--- Records provided Enclosed Below ---

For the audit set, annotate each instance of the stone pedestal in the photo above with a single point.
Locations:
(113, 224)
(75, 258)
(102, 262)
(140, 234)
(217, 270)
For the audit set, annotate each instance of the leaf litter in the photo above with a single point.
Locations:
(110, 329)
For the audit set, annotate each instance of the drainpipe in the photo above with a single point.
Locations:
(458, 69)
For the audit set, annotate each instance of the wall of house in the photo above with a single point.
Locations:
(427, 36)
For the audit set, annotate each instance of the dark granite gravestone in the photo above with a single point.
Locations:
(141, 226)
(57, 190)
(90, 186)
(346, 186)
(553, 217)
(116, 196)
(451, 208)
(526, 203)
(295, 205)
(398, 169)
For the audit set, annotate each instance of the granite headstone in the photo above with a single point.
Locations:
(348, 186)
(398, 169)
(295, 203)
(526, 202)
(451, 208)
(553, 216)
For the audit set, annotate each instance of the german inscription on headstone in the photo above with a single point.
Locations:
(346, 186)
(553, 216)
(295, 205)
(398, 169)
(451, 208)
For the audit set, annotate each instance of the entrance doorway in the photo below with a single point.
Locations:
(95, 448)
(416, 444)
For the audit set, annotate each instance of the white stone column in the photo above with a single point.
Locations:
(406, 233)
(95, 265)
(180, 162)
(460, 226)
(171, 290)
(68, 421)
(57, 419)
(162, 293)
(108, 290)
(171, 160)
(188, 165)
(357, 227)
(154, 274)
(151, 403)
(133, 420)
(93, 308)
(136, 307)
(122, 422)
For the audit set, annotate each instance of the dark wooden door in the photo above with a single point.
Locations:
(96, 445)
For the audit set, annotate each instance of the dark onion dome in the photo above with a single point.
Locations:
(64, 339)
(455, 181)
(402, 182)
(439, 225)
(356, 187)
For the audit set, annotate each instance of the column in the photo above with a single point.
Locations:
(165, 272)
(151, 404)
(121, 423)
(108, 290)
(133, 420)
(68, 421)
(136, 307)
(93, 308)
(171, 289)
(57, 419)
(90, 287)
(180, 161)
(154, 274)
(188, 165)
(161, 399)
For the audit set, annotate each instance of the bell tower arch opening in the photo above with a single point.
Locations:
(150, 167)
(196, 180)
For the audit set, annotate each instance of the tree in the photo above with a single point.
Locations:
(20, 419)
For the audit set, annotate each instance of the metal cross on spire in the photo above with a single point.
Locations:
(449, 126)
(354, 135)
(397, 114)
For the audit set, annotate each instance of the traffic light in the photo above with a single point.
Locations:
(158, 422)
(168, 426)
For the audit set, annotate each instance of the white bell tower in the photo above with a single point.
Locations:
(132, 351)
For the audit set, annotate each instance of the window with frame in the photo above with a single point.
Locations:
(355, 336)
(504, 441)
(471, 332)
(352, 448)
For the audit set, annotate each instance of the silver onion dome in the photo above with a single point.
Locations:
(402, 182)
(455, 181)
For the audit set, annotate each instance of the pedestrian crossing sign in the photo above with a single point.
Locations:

--- End of Enclosed Records provided ---

_What you have to do:_ Nothing in the records should be altered when they are written out again.

_Solution below:_
For the audit set, annotate each instance of the stone pedestal in the photo above with a single point.
Locations:
(113, 224)
(75, 258)
(102, 262)
(140, 234)
(217, 270)
For the audit set, annotate each instance of the leaf litter in the photo above with a single point.
Locations:
(110, 329)
For the audit set, annotate each instance of the drainpipe in the photo above with a single point.
Locations:
(458, 69)
For the audit set, annotate each instance of the wall of house in the photo above with a single point.
Locations:
(427, 36)
For the audit set, annotate each instance of the dark granite gravestone in the photo above with a single point.
Locations:
(141, 226)
(57, 190)
(90, 186)
(346, 186)
(553, 217)
(116, 196)
(451, 208)
(526, 203)
(295, 205)
(398, 169)
For the audit set, annotate each instance of the granite headstone in the photo above with a single point.
Locations:
(348, 186)
(398, 169)
(295, 203)
(526, 202)
(451, 208)
(553, 216)
For the audit set, annotate each instance of the german inscription on headstone in the photo above with a single point.
Locations:
(346, 186)
(553, 216)
(295, 205)
(398, 169)
(451, 208)
For the audit set, annotate each instance of the entrance doorway in the photo below with a single point.
Locations:
(95, 448)
(416, 444)
For the audit set, annotate each instance of the white stone column in the photo above with a single point.
Locations:
(406, 233)
(95, 265)
(180, 162)
(460, 226)
(171, 290)
(68, 421)
(57, 419)
(162, 293)
(108, 290)
(171, 160)
(188, 165)
(357, 227)
(154, 274)
(151, 403)
(133, 420)
(93, 308)
(136, 307)
(122, 422)
For the audit set, annotate each instance of the dark wooden door in the photo above with a single point.
Locations:
(96, 445)
For the audit set, annotate each instance of the dark onion dome in the photo above with a single point.
Locations:
(64, 339)
(455, 181)
(402, 182)
(439, 225)
(356, 187)
For the audit set, annotate each instance of the column in the photo above with a single point.
Locations:
(165, 272)
(151, 404)
(121, 423)
(108, 290)
(133, 420)
(68, 421)
(136, 307)
(93, 308)
(171, 289)
(57, 419)
(90, 287)
(180, 161)
(154, 274)
(188, 165)
(161, 399)
For the audit set, annotate each instance of the bell tower arch opening in the photo above with a single point.
Locations:
(150, 167)
(196, 180)
For the audit set, annotate each instance of the tree in the photo above with a single point.
Locations:
(20, 419)
For the audit set, annotate each instance of the metal cross on spire in the photo above with a single point.
Locations:
(449, 126)
(354, 135)
(397, 114)
For the audit set, annotate each instance of the traffic light in the photo above with a single point.
Locations:
(158, 422)
(168, 426)
For the audit set, annotate each instance of the white bell tower in the photo above with a single point.
Locations:
(132, 351)
For the audit set, annotate each instance of the window with frame in the photo above with a single point.
Locations:
(355, 336)
(504, 441)
(471, 332)
(352, 448)
For the audit set, annotate each instance of the silver onion dome in the photo above with a single point.
Locations:
(402, 182)
(455, 181)
For the audit set, annotate each instance of the pedestrian crossing sign in the photo above with a single point.
Locations:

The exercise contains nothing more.